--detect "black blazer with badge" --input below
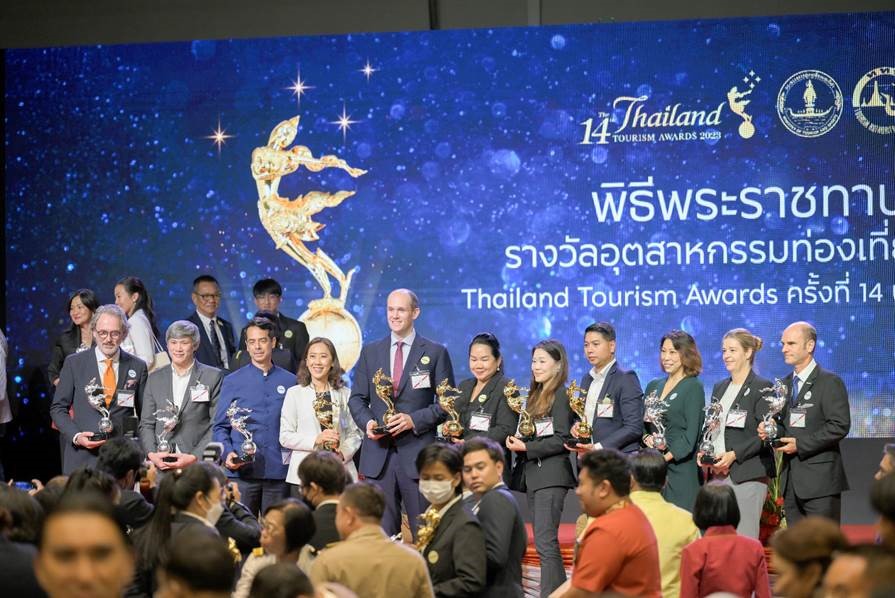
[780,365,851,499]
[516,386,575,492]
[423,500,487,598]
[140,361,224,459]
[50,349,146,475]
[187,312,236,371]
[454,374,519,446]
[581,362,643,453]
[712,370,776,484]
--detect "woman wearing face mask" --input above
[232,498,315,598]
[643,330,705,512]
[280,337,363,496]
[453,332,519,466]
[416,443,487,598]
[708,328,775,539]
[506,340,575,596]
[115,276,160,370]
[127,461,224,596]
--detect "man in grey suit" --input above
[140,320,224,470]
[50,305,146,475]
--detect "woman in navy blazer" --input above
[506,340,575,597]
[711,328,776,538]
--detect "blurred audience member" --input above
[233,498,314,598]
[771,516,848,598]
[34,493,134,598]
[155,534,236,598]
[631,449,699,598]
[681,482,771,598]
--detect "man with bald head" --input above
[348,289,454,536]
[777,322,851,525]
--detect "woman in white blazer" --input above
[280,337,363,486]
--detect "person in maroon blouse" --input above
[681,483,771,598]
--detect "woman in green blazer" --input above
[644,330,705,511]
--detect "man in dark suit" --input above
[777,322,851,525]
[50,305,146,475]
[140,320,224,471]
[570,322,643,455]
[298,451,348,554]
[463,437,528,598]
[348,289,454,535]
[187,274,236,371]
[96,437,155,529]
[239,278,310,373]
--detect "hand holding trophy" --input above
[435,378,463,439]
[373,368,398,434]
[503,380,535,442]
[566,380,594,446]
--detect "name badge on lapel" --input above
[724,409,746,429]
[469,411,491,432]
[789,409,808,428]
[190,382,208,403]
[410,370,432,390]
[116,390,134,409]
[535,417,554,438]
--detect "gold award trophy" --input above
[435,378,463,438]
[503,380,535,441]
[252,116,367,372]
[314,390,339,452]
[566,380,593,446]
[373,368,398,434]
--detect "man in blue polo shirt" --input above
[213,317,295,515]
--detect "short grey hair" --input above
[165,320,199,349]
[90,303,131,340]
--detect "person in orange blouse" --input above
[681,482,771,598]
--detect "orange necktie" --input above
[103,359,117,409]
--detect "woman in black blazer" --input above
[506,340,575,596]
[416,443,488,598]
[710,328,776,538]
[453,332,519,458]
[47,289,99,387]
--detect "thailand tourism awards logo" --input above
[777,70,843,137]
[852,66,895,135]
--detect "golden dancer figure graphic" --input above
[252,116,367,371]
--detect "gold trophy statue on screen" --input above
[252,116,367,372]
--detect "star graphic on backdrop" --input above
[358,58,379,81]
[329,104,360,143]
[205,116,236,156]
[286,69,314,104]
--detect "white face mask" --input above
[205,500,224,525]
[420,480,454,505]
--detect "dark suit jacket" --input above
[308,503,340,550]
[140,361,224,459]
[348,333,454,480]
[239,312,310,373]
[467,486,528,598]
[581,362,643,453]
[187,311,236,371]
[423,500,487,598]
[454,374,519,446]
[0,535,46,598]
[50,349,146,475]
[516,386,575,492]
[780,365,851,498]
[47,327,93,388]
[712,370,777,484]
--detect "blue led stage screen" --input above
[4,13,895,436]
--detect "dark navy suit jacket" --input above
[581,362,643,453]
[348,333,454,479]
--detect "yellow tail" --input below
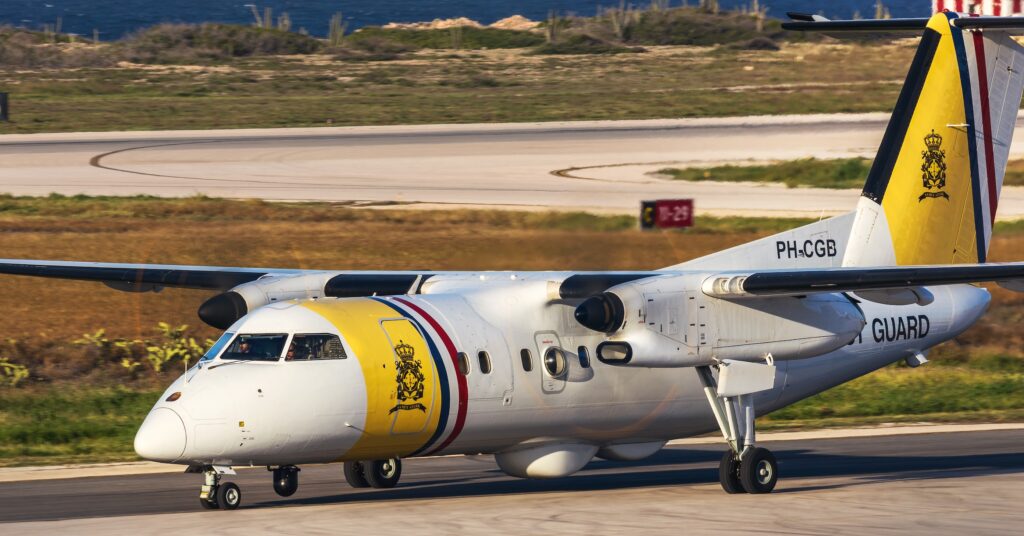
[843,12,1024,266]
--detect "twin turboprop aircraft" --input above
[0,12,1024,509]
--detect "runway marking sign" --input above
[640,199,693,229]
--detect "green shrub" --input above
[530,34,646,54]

::::

● **TWOJE ZADANIE**:
Sformatuj cały powyższy materiał jako listę JSON złożoną z ciągów znaków, po jednym na każdy wiersz, z pominięciem pustych wierszy. Obrazy pomiń w odpowiedzi.

● **WYNIK ZADANIA**:
[
  "--detect \"black blazer with badge\" --input below",
  "[780,365,851,499]",
  "[516,386,575,492]",
  "[423,500,487,598]",
  "[140,361,224,459]",
  "[50,349,146,475]",
  "[187,312,236,371]",
  "[454,374,519,446]",
  "[581,362,643,453]",
  "[712,370,776,484]",
  "--detect \"woman wearing face mask\" --input above",
  "[232,498,315,598]",
  "[643,330,705,512]",
  "[280,337,363,496]",
  "[453,332,519,466]",
  "[416,443,487,598]",
  "[708,328,775,539]",
  "[506,340,575,596]",
  "[115,276,160,370]",
  "[127,461,224,596]",
  "--detect \"man in grey suit\" --input above",
  "[140,320,224,470]",
  "[50,305,146,475]",
  "--detect \"woman in navy blazer\" --input above",
  "[506,340,575,597]",
  "[711,328,776,538]",
  "--detect \"blurred audience member\" --input above",
  "[233,498,314,598]",
  "[771,516,848,598]",
  "[34,493,134,598]",
  "[155,534,236,598]",
  "[631,449,699,598]",
  "[681,482,771,598]",
  "--detect \"man with bald head\" --input above",
  "[348,289,454,536]",
  "[777,322,851,525]",
  "--detect \"woman in white blazer\" --input above",
  "[280,337,363,486]",
  "--detect \"person in maroon blouse\" --input above",
  "[681,483,771,598]",
  "--detect \"woman in green blazer\" --input above",
  "[644,330,705,511]",
  "--detect \"man in dark suit\" --input above",
  "[777,322,851,525]",
  "[50,305,146,475]",
  "[140,320,224,471]",
  "[570,322,643,455]",
  "[298,451,348,554]",
  "[463,437,528,598]",
  "[348,289,454,535]",
  "[187,274,236,371]",
  "[96,437,155,529]",
  "[239,278,310,373]",
  "--detect \"hand holding trophy\" --input above",
  "[435,378,463,439]",
  "[373,368,398,434]",
  "[503,380,535,442]",
  "[566,380,594,446]",
  "--detect \"name badge on lapel\" --input above",
  "[724,409,746,429]",
  "[469,411,491,432]",
  "[789,409,808,428]",
  "[190,382,208,403]",
  "[410,370,432,390]",
  "[116,390,134,409]",
  "[535,417,554,438]",
  "--detect \"gold award trophy\" --input above",
  "[435,378,463,438]",
  "[503,380,535,441]",
  "[252,116,367,372]",
  "[314,390,339,452]",
  "[566,380,593,446]",
  "[373,368,398,434]",
  "--detect \"man in blue polo shirt\" --input above",
  "[213,317,295,515]",
  "--detect \"short grey hair\" --input above",
  "[165,320,199,349]",
  "[90,303,131,340]",
  "--detect \"person in orange blouse\" --input above",
  "[681,482,771,598]",
  "--detect \"orange necktie\" --input above",
  "[103,359,117,409]",
  "--detect \"woman in black blazer\" --input above",
  "[506,340,575,596]",
  "[416,443,488,598]",
  "[710,328,776,538]",
  "[453,332,519,458]",
  "[47,289,99,387]",
  "--detect \"thailand tourism awards logo\" --input above",
  "[777,70,843,137]",
  "[852,66,895,135]",
  "--detect \"golden dancer figure graphic\" --input above",
  "[252,116,367,371]",
  "--detect \"gold trophy statue on screen\" --input above",
  "[252,116,367,372]",
  "--detect \"star graphic on backdrop\" --input above",
  "[358,58,379,81]",
  "[329,104,360,143]",
  "[205,116,236,156]",
  "[286,69,314,104]",
  "--detect \"white face mask\" --input above",
  "[205,500,224,525]",
  "[420,480,454,505]",
  "--detect \"dark suit jacket\" --input above",
  "[308,503,340,550]",
  "[140,361,224,459]",
  "[348,333,454,480]",
  "[239,312,310,373]",
  "[467,486,528,598]",
  "[581,362,643,453]",
  "[187,311,236,371]",
  "[423,500,487,598]",
  "[454,374,519,446]",
  "[0,535,46,598]",
  "[50,349,146,475]",
  "[516,386,575,492]",
  "[780,365,851,498]",
  "[47,327,93,388]",
  "[712,370,777,484]",
  "--detect \"blue led stage screen\" --input above",
  "[4,13,895,436]",
  "--detect \"dark navy suit jacket\" --input above",
  "[581,362,643,453]",
  "[348,333,454,479]",
  "--detect \"yellow tail\" --input below",
  "[843,12,1024,266]",
  "--detect \"twin turboprop aircraft\" --input above",
  "[0,12,1024,509]",
  "--detect \"runway marking sign\" --input above",
  "[640,199,693,229]",
  "--detect \"green shrub\" --input above",
  "[530,34,646,54]"
]